Image entries on named regions
■ ■ ■
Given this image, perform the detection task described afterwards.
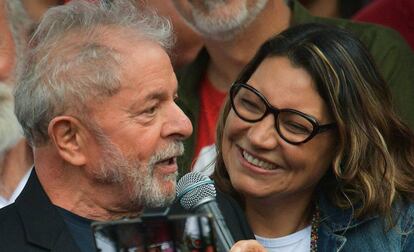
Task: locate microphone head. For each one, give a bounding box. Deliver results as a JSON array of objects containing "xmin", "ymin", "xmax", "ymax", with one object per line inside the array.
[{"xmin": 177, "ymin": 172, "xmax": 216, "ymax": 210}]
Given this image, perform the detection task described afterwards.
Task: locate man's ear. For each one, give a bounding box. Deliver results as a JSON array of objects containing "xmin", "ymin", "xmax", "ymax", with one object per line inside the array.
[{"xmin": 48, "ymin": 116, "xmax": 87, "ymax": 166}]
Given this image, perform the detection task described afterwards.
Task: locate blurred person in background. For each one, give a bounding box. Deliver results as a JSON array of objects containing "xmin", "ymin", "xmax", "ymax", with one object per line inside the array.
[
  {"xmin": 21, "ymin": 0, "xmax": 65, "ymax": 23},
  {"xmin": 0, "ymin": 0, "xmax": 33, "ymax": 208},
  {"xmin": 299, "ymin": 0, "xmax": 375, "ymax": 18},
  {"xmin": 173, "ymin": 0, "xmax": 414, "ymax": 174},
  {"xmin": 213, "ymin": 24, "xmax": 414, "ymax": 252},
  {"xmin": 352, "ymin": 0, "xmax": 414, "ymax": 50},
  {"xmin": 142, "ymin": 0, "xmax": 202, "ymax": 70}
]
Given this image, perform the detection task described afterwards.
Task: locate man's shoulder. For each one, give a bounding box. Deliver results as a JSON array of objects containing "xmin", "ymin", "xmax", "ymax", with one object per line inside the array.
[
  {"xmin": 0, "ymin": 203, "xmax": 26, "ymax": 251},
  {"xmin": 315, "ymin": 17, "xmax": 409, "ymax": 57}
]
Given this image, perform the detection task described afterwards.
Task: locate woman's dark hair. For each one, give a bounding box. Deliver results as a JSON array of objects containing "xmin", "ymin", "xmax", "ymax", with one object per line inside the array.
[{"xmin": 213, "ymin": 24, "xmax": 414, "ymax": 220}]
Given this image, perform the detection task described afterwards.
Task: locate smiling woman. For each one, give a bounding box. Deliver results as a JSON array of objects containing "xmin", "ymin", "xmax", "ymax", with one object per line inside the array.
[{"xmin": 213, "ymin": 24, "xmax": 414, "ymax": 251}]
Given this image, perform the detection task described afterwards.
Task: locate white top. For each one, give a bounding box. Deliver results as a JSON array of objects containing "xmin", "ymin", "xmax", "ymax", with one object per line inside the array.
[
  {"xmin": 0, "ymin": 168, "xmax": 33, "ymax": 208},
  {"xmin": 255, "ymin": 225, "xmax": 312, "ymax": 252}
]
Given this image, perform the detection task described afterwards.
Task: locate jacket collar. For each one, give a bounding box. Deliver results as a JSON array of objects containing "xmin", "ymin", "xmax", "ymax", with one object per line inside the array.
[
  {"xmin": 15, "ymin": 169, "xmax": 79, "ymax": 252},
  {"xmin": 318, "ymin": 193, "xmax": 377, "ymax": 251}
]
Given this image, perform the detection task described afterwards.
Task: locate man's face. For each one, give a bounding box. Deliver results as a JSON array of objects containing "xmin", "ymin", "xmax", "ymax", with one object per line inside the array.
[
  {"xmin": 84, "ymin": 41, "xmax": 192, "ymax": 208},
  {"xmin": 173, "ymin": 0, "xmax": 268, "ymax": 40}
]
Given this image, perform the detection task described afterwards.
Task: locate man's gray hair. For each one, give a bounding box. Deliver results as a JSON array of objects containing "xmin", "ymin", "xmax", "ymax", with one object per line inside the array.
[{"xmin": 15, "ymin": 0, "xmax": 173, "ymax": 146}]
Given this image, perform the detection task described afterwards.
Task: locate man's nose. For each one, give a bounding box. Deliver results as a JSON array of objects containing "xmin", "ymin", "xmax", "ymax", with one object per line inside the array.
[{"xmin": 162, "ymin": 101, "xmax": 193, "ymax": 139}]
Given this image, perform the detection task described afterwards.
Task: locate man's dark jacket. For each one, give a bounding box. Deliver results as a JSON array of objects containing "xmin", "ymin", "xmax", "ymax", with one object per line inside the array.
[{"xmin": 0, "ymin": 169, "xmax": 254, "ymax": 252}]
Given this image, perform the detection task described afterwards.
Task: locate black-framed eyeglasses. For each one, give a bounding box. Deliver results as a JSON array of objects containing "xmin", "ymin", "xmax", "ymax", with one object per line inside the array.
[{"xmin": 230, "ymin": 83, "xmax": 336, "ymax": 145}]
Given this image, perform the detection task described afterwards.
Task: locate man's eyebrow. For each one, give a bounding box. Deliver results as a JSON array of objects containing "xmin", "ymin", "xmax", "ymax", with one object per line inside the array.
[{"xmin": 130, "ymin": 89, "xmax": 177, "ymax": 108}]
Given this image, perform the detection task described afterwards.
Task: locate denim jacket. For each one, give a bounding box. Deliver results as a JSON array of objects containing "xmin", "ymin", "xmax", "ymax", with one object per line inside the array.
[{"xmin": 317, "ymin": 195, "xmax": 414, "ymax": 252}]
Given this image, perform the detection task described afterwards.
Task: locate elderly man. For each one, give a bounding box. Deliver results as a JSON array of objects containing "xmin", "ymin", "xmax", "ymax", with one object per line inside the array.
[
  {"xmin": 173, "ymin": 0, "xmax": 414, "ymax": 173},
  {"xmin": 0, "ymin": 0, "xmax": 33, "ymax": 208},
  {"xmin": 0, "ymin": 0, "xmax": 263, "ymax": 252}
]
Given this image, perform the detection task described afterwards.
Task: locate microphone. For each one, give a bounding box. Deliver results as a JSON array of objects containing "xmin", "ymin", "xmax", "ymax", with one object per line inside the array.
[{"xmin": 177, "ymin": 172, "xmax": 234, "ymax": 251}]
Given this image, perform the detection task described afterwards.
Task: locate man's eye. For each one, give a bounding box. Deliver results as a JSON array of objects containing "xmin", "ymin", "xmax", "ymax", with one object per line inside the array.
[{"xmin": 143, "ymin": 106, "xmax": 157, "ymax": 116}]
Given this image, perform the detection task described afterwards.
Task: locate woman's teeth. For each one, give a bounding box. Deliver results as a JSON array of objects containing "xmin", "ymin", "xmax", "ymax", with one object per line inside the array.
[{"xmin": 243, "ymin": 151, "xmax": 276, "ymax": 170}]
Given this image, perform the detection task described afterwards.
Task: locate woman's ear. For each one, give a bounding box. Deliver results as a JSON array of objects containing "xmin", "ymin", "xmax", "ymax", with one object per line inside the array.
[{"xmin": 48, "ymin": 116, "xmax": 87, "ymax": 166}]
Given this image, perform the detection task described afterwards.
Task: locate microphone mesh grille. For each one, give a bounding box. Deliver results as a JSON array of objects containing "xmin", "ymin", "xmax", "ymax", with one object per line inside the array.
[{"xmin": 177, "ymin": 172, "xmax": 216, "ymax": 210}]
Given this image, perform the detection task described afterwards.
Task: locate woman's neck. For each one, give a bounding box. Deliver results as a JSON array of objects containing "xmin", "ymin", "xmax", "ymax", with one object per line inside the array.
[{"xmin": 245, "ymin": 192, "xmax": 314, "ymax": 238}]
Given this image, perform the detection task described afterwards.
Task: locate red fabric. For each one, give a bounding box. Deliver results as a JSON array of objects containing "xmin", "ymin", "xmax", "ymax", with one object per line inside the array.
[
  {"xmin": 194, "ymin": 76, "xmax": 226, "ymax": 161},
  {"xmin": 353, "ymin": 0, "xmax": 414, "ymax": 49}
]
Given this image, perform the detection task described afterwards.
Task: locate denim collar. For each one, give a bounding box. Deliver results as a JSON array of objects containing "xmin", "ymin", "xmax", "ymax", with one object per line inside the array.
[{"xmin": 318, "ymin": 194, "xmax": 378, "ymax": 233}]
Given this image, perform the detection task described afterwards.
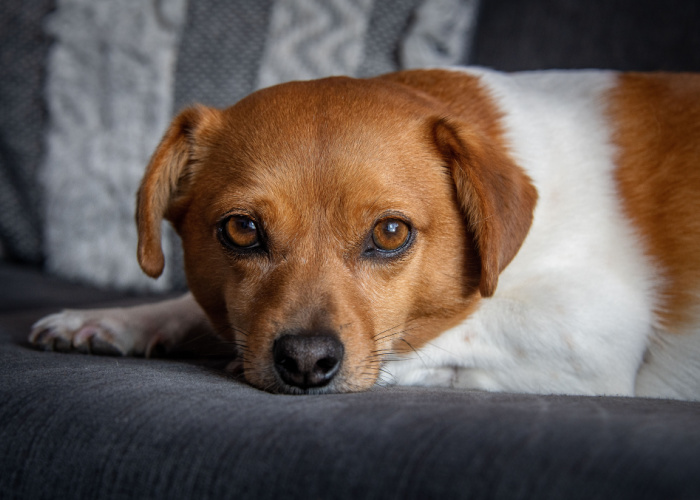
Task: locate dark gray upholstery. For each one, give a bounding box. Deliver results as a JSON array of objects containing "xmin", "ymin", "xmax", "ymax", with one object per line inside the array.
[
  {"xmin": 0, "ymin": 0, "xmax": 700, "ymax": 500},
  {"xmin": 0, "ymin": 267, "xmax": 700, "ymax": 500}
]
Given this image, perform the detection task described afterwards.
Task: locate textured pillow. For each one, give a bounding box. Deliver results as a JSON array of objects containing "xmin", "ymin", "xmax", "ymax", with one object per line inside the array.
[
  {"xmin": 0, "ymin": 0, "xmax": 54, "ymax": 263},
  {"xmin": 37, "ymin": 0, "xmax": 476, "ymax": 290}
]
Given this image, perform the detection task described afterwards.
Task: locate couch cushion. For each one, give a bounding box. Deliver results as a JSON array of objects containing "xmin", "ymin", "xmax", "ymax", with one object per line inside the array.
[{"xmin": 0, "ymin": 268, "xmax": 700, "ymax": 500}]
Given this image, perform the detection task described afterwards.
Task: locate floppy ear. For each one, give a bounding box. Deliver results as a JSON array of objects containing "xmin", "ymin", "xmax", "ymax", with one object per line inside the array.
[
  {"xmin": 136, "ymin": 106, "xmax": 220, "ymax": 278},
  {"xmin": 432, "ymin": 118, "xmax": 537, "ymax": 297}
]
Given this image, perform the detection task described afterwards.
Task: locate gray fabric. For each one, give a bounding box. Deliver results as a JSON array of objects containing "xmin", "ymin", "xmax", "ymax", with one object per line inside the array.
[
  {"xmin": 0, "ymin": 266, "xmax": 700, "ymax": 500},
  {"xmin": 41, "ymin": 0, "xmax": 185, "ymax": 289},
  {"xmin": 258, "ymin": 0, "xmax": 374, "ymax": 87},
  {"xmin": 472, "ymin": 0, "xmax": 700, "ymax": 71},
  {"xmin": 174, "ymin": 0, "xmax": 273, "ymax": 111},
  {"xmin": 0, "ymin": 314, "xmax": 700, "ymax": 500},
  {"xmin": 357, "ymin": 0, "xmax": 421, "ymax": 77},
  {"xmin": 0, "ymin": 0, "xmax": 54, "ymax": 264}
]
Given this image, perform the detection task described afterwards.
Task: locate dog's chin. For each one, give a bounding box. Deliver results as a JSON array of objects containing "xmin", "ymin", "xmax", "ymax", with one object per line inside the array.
■ ■ ■
■ WHAT TO WORK ON
Gather every line of the records above that contains the word "shoulder", matching case exactly.

■ WRITTEN RESPONSE
Task: locate man's shoulder. For each one, give a bounding box. Deliver results as a JSON array of objects containing "xmin", "ymin", "xmax", "ymax", with one object per line inside the array.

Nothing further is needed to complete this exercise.